→ **Extracted records**

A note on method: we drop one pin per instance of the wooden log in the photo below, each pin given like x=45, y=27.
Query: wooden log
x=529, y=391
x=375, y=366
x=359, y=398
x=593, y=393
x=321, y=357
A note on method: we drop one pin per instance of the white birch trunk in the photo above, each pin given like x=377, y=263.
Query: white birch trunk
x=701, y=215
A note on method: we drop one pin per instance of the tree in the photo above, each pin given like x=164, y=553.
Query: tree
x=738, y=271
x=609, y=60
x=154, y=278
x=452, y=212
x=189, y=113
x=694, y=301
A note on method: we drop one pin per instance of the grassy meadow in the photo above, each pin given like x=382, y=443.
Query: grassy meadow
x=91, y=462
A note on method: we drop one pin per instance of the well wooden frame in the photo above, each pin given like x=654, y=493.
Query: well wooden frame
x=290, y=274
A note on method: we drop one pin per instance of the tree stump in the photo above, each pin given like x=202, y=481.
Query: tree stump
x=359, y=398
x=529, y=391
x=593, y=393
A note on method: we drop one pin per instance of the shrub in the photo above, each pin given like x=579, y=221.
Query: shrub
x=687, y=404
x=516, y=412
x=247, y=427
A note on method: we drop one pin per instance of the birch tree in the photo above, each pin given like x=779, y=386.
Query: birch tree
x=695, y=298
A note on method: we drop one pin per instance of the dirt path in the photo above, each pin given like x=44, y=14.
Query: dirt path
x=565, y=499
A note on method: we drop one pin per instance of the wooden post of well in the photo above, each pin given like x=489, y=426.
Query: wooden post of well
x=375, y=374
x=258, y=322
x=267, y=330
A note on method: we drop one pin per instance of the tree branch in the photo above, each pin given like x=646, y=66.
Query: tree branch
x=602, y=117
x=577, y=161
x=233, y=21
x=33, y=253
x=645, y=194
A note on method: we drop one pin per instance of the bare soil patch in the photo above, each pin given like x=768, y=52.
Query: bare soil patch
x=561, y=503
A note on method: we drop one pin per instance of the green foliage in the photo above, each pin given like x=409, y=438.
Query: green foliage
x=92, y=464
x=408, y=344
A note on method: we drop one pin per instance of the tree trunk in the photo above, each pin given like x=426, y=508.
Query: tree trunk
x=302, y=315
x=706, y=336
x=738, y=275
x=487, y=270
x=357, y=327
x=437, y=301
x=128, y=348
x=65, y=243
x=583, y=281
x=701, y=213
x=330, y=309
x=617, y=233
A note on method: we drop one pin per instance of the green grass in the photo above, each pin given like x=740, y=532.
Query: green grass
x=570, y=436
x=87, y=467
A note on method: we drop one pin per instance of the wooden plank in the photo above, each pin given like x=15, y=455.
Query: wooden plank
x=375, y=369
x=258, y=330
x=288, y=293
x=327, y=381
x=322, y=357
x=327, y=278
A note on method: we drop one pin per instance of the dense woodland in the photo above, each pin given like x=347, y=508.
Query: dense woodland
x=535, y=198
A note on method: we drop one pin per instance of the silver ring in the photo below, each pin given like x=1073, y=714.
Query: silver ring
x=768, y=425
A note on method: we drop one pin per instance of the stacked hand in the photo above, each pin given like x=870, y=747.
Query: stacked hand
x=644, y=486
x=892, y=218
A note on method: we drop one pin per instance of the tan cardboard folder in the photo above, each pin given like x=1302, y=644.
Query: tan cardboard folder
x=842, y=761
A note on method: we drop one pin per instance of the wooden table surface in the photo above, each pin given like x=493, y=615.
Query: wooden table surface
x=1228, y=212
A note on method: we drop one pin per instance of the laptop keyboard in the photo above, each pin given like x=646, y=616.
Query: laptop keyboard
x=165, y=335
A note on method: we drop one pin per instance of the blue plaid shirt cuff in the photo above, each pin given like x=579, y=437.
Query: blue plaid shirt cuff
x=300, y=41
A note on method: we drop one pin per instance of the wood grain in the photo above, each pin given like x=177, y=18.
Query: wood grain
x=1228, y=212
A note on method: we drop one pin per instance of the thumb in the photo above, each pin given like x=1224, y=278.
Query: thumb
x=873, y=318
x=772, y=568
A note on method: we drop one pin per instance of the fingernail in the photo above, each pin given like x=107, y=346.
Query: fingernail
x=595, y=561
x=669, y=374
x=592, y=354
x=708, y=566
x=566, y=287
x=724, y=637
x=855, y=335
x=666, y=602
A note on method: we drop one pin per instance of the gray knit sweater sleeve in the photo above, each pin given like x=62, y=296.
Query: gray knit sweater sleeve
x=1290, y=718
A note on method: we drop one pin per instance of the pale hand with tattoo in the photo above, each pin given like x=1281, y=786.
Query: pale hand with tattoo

→ **What you should do**
Copy each line of the data above without altering a single character.

→ **Written answer**
A note on method: we drop one pin per instance of the wooden log in the photo below, each pin given like x=45, y=27.
Query: wooden log
x=529, y=391
x=375, y=366
x=359, y=398
x=593, y=393
x=321, y=357
A note on method: we drop one pin per instance of the white birch trunk in the photo above, each pin given like x=377, y=263.
Query: white birch trunk
x=701, y=215
A note on method: we drop one pin per instance of the tree in the photo above, each pin given like x=164, y=553.
Query: tree
x=738, y=271
x=609, y=60
x=154, y=278
x=452, y=212
x=189, y=113
x=694, y=301
A note on method: we drop one pin per instance of the grassy meadow in the photo above, each pin given like x=382, y=443.
Query: grassy meadow
x=91, y=462
A note on method: we drop one pin per instance of the well wooden frame in the photo above, each pin given like x=654, y=493.
Query: well wooden frame
x=290, y=274
A note on method: we drop one pin per instance of the tree stump in the photo above, each pin given like x=202, y=481.
Query: tree stump
x=359, y=398
x=529, y=391
x=593, y=393
A note on method: we drop one pin per instance of the shrub in the photo above, each pin given like x=579, y=221.
Query: shrub
x=687, y=404
x=516, y=412
x=247, y=427
A note on method: we drop one pin per instance of the birch tree in the photo above, each pin given like x=779, y=386.
Query: birch tree
x=695, y=298
A note on method: we drop one pin per instance of the dirt path in the photo above, each pin given like x=44, y=14.
Query: dirt path
x=565, y=499
A note on method: we drop one pin per instance of the wooden post of well in the photo above, each pin given like x=489, y=426.
Query: wooden post of well
x=375, y=374
x=258, y=322
x=267, y=330
A note on method: we drop one pin per instance of the tree branch in the photo above, each pin given like x=646, y=66.
Query: tree branch
x=602, y=117
x=577, y=161
x=233, y=21
x=33, y=253
x=645, y=194
A note on method: we drop one pin per instance of the bare soil patch in the photo above, each pin given like x=768, y=52.
Query: bare soil patch
x=561, y=503
A note on method: we drop one pin per instance of the green foliage in the photo above, each pin given like x=409, y=438.
Query: green foliage
x=92, y=464
x=408, y=344
A note on method: we drop one pin per instance of the tree trunk in the photo above, each pin given like x=426, y=508.
Query: tree trunk
x=302, y=315
x=706, y=336
x=738, y=275
x=487, y=270
x=357, y=327
x=437, y=301
x=128, y=348
x=65, y=243
x=583, y=281
x=701, y=213
x=330, y=309
x=617, y=233
A note on method: we drop one pin per instance of the green grass in the photo above, each pin given like x=740, y=532.
Query: green grass
x=570, y=436
x=87, y=467
A note on method: we drop one pin per instance of the wooden plank in the photo above, each pin given like x=15, y=455.
Query: wooden plank
x=375, y=369
x=258, y=330
x=288, y=293
x=327, y=381
x=322, y=357
x=327, y=278
A note on method: we drop one pin per instance of the dense woodland in the photo above, each pin given like x=347, y=508.
Query: dense woodland
x=535, y=198
A note on method: we drop one pin per instance of the silver ring in the photo below, each pin given like x=1073, y=714.
Query: silver ring
x=768, y=425
A note on method: we drop one pin per instance of the stacked hand in the photo above, each pin given like x=870, y=747.
Query: stacked hand
x=644, y=486
x=892, y=218
A note on method: we drop one pin per instance of the tan cardboard folder in the photo above, each pin given like x=1302, y=644.
Query: tan cardboard folder
x=842, y=761
A note on method: we drop one pin per instance of the wooden table surface in the photo above, each pin given like x=493, y=615.
Query: wooden table surface
x=1228, y=212
A note on method: we drop one pin per instance of the laptop keyboard in the photo above, each pin given like x=646, y=616.
Query: laptop keyboard
x=165, y=335
A note on method: we drop one pin per instance of the blue plaid shirt cuff in the photo above, each pin given like x=579, y=437.
Query: blue plaid shirt cuff
x=300, y=41
A note on method: we drop one pin per instance of the wood grain in the photo above, each pin given like x=177, y=18.
Query: wood grain
x=1228, y=212
A note on method: we drop one pin per instance of the thumb in the photo above, each pin given like x=1224, y=278.
Query: thumb
x=873, y=318
x=772, y=568
A note on method: we drop one pin per instance of the fingernail in the photo above, each pin given like x=107, y=346.
Query: fingernail
x=595, y=561
x=669, y=374
x=592, y=354
x=708, y=566
x=566, y=287
x=724, y=637
x=855, y=335
x=666, y=602
A note on method: we drop one pin per instance of the gray knit sweater sleeve in the photo above, each pin given like x=62, y=296.
Query: gray knit sweater sleeve
x=1290, y=718
A note on method: we drop one pin per instance of the pale hand with tattoo in the photo above, each pin given like x=1281, y=786.
Query: pale hand with tattoo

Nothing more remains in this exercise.